Aim =>
Render every line of the entries below, from the first one through the line containing "75 167 L 73" (both ends included), as a JSON list of strings with one string per line and blank lines omitted. Leave out the pictures.

— BEGIN Data listing —

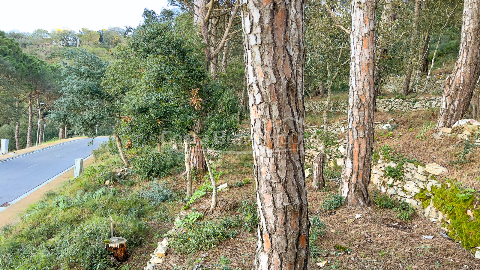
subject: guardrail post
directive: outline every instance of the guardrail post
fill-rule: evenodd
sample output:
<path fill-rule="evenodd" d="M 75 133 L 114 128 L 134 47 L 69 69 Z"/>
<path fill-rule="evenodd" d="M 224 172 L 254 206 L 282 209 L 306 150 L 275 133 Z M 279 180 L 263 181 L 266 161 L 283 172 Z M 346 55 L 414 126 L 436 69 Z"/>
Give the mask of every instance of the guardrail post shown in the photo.
<path fill-rule="evenodd" d="M 8 139 L 2 139 L 0 144 L 0 155 L 8 153 Z"/>
<path fill-rule="evenodd" d="M 75 167 L 73 169 L 73 178 L 80 175 L 84 171 L 84 159 L 78 158 L 75 160 Z"/>

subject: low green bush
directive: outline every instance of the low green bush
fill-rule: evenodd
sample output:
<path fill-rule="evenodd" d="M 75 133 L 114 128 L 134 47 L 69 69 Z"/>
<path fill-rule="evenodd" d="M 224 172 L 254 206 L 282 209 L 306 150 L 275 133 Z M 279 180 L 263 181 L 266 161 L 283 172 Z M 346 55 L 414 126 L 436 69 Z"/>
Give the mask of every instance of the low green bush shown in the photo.
<path fill-rule="evenodd" d="M 149 183 L 143 190 L 139 192 L 138 195 L 140 197 L 148 200 L 155 206 L 171 201 L 174 198 L 173 193 L 166 184 L 156 181 Z"/>
<path fill-rule="evenodd" d="M 238 217 L 226 217 L 217 221 L 208 221 L 188 225 L 184 232 L 175 233 L 168 245 L 180 253 L 190 254 L 216 246 L 238 233 L 233 229 L 241 223 Z"/>
<path fill-rule="evenodd" d="M 324 210 L 333 210 L 336 209 L 342 205 L 345 200 L 343 196 L 340 195 L 329 195 L 329 196 L 325 199 L 322 204 L 322 208 Z"/>
<path fill-rule="evenodd" d="M 109 269 L 104 245 L 110 217 L 115 236 L 128 239 L 129 248 L 141 244 L 154 204 L 120 184 L 102 182 L 121 164 L 111 156 L 22 213 L 18 224 L 0 232 L 0 269 Z"/>
<path fill-rule="evenodd" d="M 243 216 L 242 225 L 243 229 L 247 232 L 256 230 L 258 226 L 256 202 L 244 200 L 241 201 L 239 210 Z"/>
<path fill-rule="evenodd" d="M 163 177 L 175 167 L 183 164 L 184 153 L 174 150 L 158 153 L 153 149 L 147 148 L 140 155 L 132 160 L 134 172 L 142 180 Z"/>

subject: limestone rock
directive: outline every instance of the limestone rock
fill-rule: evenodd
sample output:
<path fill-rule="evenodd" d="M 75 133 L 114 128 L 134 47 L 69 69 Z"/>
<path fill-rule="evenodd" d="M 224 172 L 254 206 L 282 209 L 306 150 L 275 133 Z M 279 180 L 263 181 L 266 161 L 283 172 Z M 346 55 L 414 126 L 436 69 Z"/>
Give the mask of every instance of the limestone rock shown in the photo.
<path fill-rule="evenodd" d="M 228 184 L 228 183 L 223 184 L 221 184 L 216 187 L 217 192 L 228 191 L 229 190 L 230 190 L 230 185 Z"/>
<path fill-rule="evenodd" d="M 438 175 L 447 172 L 447 169 L 437 163 L 432 163 L 425 165 L 425 170 L 435 175 Z"/>
<path fill-rule="evenodd" d="M 343 166 L 343 159 L 337 159 L 336 165 L 342 167 Z"/>
<path fill-rule="evenodd" d="M 165 254 L 167 254 L 167 251 L 168 251 L 168 248 L 165 245 L 162 245 L 161 246 L 159 246 L 155 252 L 155 254 L 156 257 L 158 258 L 163 258 L 165 257 Z"/>

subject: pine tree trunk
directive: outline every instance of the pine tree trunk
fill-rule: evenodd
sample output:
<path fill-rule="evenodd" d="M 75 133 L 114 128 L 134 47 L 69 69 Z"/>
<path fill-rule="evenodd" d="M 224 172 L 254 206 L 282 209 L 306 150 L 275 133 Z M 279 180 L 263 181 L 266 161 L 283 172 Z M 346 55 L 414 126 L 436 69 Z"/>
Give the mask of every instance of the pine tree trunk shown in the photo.
<path fill-rule="evenodd" d="M 227 60 L 228 57 L 228 43 L 229 41 L 225 42 L 225 45 L 223 46 L 223 53 L 222 55 L 222 73 L 224 74 L 227 72 Z"/>
<path fill-rule="evenodd" d="M 325 97 L 325 94 L 326 94 L 325 91 L 325 86 L 324 85 L 324 82 L 320 81 L 318 83 L 318 96 L 320 98 L 324 98 Z"/>
<path fill-rule="evenodd" d="M 422 49 L 422 57 L 420 61 L 420 74 L 421 75 L 427 75 L 428 74 L 428 49 L 430 48 L 430 35 L 425 38 L 425 45 L 423 45 L 423 49 Z"/>
<path fill-rule="evenodd" d="M 241 7 L 257 201 L 255 270 L 307 270 L 304 160 L 305 0 Z"/>
<path fill-rule="evenodd" d="M 325 160 L 325 150 L 313 157 L 313 164 L 312 168 L 312 182 L 313 188 L 319 189 L 325 188 L 325 179 L 324 178 L 324 164 Z"/>
<path fill-rule="evenodd" d="M 33 128 L 33 112 L 32 111 L 32 102 L 28 104 L 28 123 L 27 127 L 27 148 L 32 147 L 32 129 Z"/>
<path fill-rule="evenodd" d="M 17 150 L 22 149 L 22 146 L 20 146 L 20 121 L 19 120 L 17 120 L 15 125 L 15 147 Z"/>
<path fill-rule="evenodd" d="M 198 136 L 194 132 L 192 134 L 193 139 L 192 143 L 195 145 L 190 147 L 190 166 L 195 168 L 197 172 L 207 171 L 207 165 L 205 162 L 202 151 L 202 143 Z"/>
<path fill-rule="evenodd" d="M 375 1 L 352 2 L 350 90 L 347 151 L 340 193 L 346 206 L 370 203 L 368 184 L 373 147 Z"/>
<path fill-rule="evenodd" d="M 205 159 L 205 163 L 207 164 L 208 176 L 210 176 L 210 182 L 212 183 L 212 204 L 210 205 L 210 211 L 211 212 L 216 207 L 216 180 L 215 180 L 215 176 L 213 175 L 213 171 L 212 170 L 210 161 L 206 156 L 206 149 L 204 148 L 204 158 Z"/>
<path fill-rule="evenodd" d="M 188 141 L 183 141 L 183 146 L 185 147 L 185 170 L 187 175 L 187 197 L 190 198 L 193 194 L 192 187 L 192 169 L 190 169 L 190 147 L 188 145 Z"/>
<path fill-rule="evenodd" d="M 435 129 L 452 127 L 467 112 L 480 74 L 480 0 L 465 0 L 458 57 L 445 81 Z"/>
<path fill-rule="evenodd" d="M 125 165 L 125 166 L 129 168 L 130 162 L 128 161 L 128 158 L 127 157 L 125 151 L 123 151 L 123 146 L 121 144 L 121 139 L 120 138 L 120 136 L 116 132 L 113 133 L 113 137 L 115 138 L 115 141 L 117 142 L 117 148 L 119 149 L 119 155 L 120 156 L 120 158 L 123 161 L 123 164 Z"/>

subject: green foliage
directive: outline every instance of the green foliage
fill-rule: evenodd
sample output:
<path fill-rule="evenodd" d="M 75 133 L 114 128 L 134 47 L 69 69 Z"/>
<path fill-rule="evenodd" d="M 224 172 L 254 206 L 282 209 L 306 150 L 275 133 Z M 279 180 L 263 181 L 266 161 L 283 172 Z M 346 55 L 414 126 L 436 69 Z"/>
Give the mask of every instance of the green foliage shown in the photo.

— END Data listing —

Correct response =>
[
  "subject: guardrail post",
  "directive: outline every instance of the guardrail post",
  "fill-rule: evenodd",
  "sample output:",
  "<path fill-rule=\"evenodd\" d=\"M 75 133 L 114 128 L 134 47 L 69 69 Z\"/>",
  "<path fill-rule=\"evenodd\" d=\"M 224 172 L 254 206 L 282 209 L 306 150 L 275 133 Z M 279 180 L 263 181 L 266 161 L 283 172 Z M 346 55 L 414 126 L 436 69 Z\"/>",
  "Give the mask of every instance of the guardrail post shown in the photo.",
  "<path fill-rule=\"evenodd\" d=\"M 8 139 L 2 139 L 0 144 L 0 155 L 8 153 Z\"/>",
  "<path fill-rule=\"evenodd\" d=\"M 75 167 L 73 169 L 73 178 L 80 175 L 84 171 L 84 159 L 78 158 L 75 160 Z\"/>"
]